Excerpt: Begin

Public notes on the architecture of Pyxis, a model-agnostic LLM serving infrastructure. This is the why repo, covering design decisions, the model-agnosticity argument, and the operating model.
Enterprises running language models in production today face a triple lock-in problem:
- Cloud lock-in: the inference fleet lives on one cloud's GPUs (AWS, GCP, Azure). Moving a model means re-implementing the serving stack.
- Vendor lock-in: the control plane is bound to one MLOps vendor (Seldon, ClearML, ZenML, Domino). Moving means losing audit, lineage, and fair-share scheduling.
- Runtime lock-in: the model is wired to one inference runtime (vLLM, TGI, TensorRT-LLM, SGLang). Moving means re-tuning latency and throughput from scratch.
Each lock-in is independent. Each has a different cost to break. None of the existing platforms solve all three.
Pyxis is the operations layer that lets you mix and match. The same control plane drives the same models on the same KPIs across heterogeneous fleets: cloud, on-prem, or mixed.

Excerpt: End

== Assignment 1 ==
Answer the following about the Pyxis notes, each on its own line:
(a) What does moving a model mean under cloud lock-in?
(b) Which three things are lost when moving away from an MLOps vendor?
(c) Which kinds of heterogeneous fleets does the same control plane drive models across?
== Assignment 2 ==
Summarize the Pyxis notes in two sentences.

Data excerpt: Begin

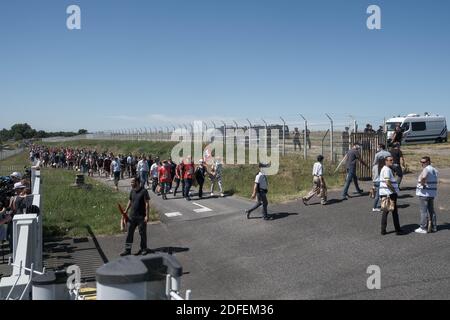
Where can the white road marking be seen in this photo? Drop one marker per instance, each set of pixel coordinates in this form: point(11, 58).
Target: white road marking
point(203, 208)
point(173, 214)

Data excerpt: End

== Exercise result 1 ==
(a) Re-implementing the serving stack.
(b) Audit, lineage, and fair-share scheduling.
(c) Cloud, on-prem, or mixed fleets.

== Exercise result 2 ==
Enterprises running language models in production face three independent forms of lock-in: to a cloud, to an MLOps vendor, and to an inference runtime, and no existing platform solves all three. Pyxis, a model-agnostic LLM serving infrastructure, is an operations layer whose single control plane drives the same models on the same KPIs across cloud, on-prem, or mixed fleets.